## TAREAS
A. Transcribe del fragmento sobre economía mundial el pasaje desde "Pero ¿cómo se" hasta "II Guerra Mundial.".
B. Traduce al inglés esta oración del fragmento sobre economía mundial: «Así, keynesianos planes masivos de infraestructura, como los propuestos por Trump, comienzan a verse con cierta simpatía.»

Una segunda coincidencia que se extiende es que las políticas monetarias, por sí mismas, parecen haber perdido su efectividad, pues, tras años de tasas de interés en cero o negativas, la economía no repunta y, por el contrario, dada la especial distribución del ingreso mundial, ha tendido a la generación de burbujas bursátiles o sectoriales cuya gravedad atrae a capitales que se mueven atraídos por mejores rentas, siguiendo “intuiciones” de los más ricos y exitosos en materias de especulación financiera. Vuelve, pues, a plantearse en la academia la eventualidad de la herramienta de un mayor gasto fiscal -aunque “inteligente” y apuntado a la productividad- como forma de recuperar la actividad. Así, keynesianos planes masivos de infraestructura, como los propuestos por Trump, comienzan a verse con cierta simpatía.
Pero ¿cómo se hace para que los Estados gasten más en momentos de alto endeudamiento tras la explosión de “apalancamiento” y dinero barato de los 90, sin que decisiones de tal naturaleza no lleven a un proceso de hiperinflación y una “guerra de monedas” entre los principales espacios económicos del orbe? Los especialistas, entre ellos varios Premios Nobeles, apuntan a que esta nueva inversión estatal debiera dirigirse a aumentar la productividad del recurso humano, aunque reconocen que aquello no es fácil, ni rápido. Robert Engle, Nobel de Economía 2003, ha dicho que el derrumbe de las tasas de interés ha empujado al orbe a una “trampa de liquidez” y la última vez que el globo salió de una situación parecida fue a través de la II Guerra Mundial.
Es decir, si la solución tarda mucho y el actual período de bajo crecimiento se sigue prolongando, los desequilibrios se exacerbarán, vía nacionalismos, aislacionismos o populismos, y el mundo podría verse envuelto en una seria crisis de gobernanza, como advierte Andrew Michael Spence, de Harvard y Nobel de Economía 2001.

## MATERIAL DE ESTUDIO
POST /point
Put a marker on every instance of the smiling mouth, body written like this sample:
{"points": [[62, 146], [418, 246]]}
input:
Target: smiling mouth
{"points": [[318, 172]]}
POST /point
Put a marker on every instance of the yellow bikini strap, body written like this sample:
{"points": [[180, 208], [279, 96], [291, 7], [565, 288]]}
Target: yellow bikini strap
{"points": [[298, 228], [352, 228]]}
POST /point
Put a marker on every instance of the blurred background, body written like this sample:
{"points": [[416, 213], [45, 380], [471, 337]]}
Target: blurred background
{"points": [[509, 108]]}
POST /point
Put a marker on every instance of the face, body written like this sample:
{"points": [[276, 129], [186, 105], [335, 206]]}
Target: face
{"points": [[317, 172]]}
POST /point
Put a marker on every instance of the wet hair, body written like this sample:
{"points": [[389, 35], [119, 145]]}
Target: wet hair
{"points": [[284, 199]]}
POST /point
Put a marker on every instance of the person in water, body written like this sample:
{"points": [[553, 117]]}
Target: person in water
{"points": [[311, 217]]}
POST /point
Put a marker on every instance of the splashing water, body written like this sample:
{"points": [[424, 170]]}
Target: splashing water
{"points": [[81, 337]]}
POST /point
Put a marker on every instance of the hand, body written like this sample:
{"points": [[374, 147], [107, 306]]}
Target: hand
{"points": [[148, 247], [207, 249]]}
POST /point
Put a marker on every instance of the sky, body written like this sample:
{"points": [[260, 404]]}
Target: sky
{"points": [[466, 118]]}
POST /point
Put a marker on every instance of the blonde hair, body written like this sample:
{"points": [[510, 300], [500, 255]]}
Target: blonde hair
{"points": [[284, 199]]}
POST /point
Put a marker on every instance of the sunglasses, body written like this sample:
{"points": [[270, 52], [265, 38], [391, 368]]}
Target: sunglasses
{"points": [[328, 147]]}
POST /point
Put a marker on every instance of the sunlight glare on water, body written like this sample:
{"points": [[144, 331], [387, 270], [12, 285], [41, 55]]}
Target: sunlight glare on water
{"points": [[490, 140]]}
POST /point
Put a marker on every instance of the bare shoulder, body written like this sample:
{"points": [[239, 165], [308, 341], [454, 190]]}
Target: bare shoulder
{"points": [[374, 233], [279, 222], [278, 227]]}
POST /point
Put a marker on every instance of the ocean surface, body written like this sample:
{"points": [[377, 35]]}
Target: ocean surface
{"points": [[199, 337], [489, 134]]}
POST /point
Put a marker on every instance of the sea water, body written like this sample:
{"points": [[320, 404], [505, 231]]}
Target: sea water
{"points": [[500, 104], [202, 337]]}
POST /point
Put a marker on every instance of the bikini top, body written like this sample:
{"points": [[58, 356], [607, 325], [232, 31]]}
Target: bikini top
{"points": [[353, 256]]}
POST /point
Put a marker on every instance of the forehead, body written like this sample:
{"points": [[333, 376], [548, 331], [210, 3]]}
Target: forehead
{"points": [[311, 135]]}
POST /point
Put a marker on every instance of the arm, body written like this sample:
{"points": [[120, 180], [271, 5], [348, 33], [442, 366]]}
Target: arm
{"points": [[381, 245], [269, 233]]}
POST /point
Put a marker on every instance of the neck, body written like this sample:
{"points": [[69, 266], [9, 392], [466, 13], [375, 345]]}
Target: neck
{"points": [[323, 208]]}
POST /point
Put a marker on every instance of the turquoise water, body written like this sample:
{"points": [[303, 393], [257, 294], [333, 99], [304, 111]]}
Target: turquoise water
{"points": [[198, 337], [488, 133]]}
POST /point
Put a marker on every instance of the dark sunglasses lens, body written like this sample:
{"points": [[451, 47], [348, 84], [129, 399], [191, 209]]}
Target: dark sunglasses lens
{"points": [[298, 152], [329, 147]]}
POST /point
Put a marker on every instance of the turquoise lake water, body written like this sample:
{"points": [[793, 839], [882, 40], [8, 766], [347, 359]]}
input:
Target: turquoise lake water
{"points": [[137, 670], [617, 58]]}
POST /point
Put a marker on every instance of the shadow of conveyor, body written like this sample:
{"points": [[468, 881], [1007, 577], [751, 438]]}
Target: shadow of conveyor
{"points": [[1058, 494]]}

## RESPUESTAS POR TAREA
A.
Pero ¿cómo se hace para que los Estados gasten más en momentos de alto endeudamiento tras la explosión de “apalancamiento” y dinero barato de los 90, sin que decisiones de tal naturaleza no lleven a un proceso de hiperinflación y una “guerra de monedas” entre los principales espacios económicos del orbe? Los especialistas, entre ellos varios Premios Nobeles, apuntan a que esta nueva inversión estatal debiera dirigirse a aumentar la productividad del recurso humano, aunque reconocen que aquello no es fácil, ni rápido. Robert Engle, Nobel de Economía 2003, ha dicho que el derrumbe de las tasas de interés ha empujado al orbe a una “trampa de liquidez” y la última vez que el globo salió de una situación parecida fue a través de la II Guerra Mundial.

B. Thus, massive Keynesian infrastructure plans, such as those proposed by Trump, are beginning to be viewed with some sympathy.